Excerpt:
---------------

I suppose #104 and #101 are the same. #102 an #103 seem different.

In net/ipv6/ip6_fib.c, fib6_walk_continue starts with this comment :

 * Certainly, it is not interrupt safe

so, how are you starting the guest ? I suppose with :

-net nic -net user,hostfwd=:127.0.0.1:2222-:22,hostname=qemu

as I see :

ftgmac100 1e660000.ethernet eth0: NCSI interface up

which means that the fake NCSI backend is active.

Are you booting with uboot or directly from qemu with -kernel with a custom kernel ?

amboar commented 8 years ago

@legoater I was booting using -kernel and a custom kernel for the issues I reported.

---------------

Given records:
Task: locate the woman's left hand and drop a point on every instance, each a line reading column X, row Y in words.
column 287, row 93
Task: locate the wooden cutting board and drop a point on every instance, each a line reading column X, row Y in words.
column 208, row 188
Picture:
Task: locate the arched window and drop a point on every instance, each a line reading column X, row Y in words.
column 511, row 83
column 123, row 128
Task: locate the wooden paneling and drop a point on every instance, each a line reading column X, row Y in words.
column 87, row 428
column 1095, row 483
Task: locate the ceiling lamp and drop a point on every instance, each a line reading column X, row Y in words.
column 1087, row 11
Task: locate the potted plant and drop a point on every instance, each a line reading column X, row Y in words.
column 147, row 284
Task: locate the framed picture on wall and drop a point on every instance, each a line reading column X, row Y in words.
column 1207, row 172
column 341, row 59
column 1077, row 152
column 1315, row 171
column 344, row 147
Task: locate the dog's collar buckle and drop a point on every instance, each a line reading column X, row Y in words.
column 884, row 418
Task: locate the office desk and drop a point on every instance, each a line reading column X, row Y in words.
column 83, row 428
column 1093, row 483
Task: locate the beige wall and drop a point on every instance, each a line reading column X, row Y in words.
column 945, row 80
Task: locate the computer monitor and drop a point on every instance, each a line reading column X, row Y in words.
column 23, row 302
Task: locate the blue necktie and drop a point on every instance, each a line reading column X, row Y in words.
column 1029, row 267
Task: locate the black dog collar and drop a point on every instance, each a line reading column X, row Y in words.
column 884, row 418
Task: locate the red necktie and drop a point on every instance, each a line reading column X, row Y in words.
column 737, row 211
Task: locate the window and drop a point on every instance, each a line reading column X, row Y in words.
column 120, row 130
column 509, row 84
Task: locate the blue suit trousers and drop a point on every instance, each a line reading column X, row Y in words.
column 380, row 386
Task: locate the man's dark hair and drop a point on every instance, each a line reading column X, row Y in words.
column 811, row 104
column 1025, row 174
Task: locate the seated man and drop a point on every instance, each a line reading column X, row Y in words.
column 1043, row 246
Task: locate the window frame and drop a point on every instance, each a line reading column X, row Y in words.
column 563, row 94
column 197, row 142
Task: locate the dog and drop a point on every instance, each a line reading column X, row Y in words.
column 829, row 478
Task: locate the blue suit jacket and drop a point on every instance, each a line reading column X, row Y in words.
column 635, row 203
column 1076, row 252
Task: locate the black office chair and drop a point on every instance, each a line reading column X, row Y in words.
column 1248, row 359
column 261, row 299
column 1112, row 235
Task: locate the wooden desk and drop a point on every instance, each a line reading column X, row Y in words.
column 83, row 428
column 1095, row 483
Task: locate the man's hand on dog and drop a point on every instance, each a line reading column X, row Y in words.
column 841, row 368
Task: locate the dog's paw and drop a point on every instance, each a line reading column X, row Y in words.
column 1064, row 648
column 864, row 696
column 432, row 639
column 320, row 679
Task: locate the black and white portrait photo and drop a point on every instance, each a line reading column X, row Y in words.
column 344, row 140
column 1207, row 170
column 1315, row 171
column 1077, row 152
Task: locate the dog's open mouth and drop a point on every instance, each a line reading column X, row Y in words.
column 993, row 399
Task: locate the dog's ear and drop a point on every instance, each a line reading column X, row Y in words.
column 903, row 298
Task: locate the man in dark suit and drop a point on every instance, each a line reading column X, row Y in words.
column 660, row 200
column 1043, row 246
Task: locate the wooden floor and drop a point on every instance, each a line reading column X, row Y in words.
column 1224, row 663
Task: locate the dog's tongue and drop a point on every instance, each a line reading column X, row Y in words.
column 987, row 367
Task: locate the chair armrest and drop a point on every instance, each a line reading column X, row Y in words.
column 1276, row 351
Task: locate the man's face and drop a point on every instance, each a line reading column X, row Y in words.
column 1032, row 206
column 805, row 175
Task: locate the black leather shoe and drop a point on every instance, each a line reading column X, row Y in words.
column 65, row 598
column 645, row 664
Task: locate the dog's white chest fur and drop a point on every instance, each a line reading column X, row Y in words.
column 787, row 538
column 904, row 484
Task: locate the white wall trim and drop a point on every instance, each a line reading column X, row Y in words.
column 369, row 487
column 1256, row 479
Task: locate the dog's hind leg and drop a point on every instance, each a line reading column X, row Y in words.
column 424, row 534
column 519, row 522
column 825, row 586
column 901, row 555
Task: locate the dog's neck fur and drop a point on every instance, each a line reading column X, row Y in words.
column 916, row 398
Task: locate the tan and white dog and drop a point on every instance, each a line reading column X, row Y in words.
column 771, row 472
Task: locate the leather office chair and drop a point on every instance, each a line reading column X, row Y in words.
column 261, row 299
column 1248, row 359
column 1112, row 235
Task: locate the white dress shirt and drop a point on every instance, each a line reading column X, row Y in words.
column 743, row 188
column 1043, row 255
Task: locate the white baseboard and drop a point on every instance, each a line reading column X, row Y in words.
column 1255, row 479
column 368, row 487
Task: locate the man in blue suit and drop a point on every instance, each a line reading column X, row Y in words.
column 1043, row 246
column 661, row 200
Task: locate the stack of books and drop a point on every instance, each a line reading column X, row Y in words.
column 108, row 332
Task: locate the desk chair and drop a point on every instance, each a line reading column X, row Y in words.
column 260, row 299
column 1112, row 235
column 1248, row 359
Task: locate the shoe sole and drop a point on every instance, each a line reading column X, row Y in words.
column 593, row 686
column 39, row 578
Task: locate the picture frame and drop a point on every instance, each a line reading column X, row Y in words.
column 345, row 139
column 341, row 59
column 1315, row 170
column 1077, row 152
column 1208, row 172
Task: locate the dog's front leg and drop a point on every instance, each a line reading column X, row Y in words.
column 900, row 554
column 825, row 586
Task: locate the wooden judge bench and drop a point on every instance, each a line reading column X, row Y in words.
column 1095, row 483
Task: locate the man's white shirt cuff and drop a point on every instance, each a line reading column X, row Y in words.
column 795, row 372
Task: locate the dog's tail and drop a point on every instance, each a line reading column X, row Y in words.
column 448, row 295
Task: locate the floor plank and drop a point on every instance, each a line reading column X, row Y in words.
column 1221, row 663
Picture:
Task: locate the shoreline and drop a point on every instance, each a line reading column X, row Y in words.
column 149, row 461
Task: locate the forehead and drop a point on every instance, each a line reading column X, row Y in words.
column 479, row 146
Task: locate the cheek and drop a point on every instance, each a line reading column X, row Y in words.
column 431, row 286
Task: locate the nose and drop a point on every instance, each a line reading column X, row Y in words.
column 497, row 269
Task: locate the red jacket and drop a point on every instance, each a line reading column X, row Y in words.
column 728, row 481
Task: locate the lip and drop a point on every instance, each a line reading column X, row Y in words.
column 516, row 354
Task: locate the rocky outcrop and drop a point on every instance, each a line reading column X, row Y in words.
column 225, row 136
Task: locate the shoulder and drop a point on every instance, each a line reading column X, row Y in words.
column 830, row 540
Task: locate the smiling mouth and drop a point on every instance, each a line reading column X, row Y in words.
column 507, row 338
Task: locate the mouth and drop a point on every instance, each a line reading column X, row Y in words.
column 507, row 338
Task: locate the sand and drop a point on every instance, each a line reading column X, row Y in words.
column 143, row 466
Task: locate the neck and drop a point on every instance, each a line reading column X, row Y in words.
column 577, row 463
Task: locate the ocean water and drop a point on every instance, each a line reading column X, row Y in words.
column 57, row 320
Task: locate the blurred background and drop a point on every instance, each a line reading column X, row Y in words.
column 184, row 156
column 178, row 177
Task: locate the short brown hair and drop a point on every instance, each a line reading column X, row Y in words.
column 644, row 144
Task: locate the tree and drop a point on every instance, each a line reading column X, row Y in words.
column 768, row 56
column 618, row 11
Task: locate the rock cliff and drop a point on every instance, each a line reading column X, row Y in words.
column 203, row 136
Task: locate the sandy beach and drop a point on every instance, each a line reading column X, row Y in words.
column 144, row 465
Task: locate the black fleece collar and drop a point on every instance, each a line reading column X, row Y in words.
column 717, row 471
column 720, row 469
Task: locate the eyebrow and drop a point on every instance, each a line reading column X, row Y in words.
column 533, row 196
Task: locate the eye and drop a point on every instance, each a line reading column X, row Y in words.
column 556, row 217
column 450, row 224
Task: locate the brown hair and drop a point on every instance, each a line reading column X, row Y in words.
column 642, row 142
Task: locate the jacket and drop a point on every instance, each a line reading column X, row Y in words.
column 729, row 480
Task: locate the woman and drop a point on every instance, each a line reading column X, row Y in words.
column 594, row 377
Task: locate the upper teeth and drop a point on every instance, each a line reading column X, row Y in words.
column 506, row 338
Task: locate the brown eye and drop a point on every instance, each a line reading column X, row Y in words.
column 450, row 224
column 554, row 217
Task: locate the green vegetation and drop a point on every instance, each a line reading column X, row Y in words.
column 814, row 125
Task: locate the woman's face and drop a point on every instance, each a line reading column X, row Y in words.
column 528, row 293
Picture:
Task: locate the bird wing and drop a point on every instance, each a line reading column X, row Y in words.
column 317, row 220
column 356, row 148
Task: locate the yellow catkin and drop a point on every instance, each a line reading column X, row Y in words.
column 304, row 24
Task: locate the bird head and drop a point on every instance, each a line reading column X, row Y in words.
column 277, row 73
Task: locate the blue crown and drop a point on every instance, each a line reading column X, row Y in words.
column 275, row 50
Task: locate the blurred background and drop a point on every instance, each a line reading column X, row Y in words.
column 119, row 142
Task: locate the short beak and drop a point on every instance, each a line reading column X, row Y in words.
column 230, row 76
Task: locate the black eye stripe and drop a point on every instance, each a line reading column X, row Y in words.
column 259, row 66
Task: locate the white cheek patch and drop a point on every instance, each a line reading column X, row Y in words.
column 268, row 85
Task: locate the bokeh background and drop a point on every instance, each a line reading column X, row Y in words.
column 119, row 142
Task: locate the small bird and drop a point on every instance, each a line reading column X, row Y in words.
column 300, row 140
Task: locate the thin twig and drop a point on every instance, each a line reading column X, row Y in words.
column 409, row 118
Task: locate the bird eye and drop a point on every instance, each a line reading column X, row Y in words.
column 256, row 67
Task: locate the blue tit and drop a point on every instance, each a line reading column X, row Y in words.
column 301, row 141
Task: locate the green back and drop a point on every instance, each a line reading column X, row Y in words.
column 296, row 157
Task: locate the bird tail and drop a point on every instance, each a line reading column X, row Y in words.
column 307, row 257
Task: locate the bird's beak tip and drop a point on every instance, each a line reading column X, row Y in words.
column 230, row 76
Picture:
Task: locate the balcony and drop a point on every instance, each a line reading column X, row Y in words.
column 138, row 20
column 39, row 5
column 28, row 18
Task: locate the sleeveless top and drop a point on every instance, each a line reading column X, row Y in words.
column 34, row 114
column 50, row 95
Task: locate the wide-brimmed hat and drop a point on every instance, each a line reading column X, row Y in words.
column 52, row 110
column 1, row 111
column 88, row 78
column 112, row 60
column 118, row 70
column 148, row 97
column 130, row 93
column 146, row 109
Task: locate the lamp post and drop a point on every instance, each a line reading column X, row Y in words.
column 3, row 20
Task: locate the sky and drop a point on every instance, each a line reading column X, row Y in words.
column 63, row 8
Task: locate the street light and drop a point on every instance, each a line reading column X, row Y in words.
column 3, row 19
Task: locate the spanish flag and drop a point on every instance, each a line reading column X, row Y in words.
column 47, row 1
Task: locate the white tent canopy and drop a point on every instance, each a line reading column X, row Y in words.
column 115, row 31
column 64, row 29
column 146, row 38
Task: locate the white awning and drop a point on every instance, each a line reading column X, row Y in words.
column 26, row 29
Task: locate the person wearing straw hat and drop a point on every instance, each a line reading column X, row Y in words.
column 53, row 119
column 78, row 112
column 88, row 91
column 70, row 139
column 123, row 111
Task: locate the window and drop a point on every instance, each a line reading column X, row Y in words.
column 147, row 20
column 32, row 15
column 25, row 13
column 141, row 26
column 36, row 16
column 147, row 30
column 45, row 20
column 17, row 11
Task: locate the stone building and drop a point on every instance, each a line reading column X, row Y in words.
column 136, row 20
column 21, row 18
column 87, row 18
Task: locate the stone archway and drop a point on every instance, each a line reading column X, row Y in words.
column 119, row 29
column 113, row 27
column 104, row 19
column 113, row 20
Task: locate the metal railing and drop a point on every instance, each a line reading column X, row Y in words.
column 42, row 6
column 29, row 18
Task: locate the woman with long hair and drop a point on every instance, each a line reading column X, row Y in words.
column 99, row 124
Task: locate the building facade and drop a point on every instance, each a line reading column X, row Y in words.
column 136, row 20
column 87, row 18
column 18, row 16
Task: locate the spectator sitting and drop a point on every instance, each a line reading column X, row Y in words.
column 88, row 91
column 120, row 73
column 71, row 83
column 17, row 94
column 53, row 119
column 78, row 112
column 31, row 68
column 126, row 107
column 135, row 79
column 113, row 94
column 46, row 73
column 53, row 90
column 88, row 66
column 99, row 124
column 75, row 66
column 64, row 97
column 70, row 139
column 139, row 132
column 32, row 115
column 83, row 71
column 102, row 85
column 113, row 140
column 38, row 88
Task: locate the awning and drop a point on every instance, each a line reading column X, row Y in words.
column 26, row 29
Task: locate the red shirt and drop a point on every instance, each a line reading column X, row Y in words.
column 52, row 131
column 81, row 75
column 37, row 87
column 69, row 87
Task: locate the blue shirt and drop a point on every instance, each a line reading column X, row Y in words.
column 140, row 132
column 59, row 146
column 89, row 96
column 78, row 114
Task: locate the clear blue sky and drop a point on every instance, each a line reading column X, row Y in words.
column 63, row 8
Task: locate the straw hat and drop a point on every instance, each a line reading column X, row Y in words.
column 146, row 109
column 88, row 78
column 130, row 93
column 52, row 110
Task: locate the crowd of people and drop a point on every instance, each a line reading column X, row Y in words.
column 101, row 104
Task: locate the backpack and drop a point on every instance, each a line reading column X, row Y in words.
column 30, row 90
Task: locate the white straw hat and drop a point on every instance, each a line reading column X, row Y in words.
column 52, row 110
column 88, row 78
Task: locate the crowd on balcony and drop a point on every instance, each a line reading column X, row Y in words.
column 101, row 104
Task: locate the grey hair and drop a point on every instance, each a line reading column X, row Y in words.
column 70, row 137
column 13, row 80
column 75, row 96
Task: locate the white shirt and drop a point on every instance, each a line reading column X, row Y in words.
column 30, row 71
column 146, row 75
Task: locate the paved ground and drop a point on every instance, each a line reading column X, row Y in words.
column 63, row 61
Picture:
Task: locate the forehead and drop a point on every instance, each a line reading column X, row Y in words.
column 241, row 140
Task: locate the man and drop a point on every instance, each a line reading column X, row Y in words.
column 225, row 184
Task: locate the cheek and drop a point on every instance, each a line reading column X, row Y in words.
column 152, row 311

---------------

What you should do:
Does each statement below agree with the thread? Answer yes or no for each, and quote the words from the thread that decide it.
1. The comment at the start of fib6_walk_continue says the function is interrupt safe.
2. The "NCSI interface up" line is taken to mean that the fake NCSI backend is active.
3. For the issues amboar reported, the guest was booted with -kernel and a custom kernel.

Exercise solution:
1. No: "Certainly, it is not interrupt safe"
2. Yes: "which means that the fake NCSI backend is active."
3. Yes: "I was booting using -kernel and a custom kernel for the issues I reported."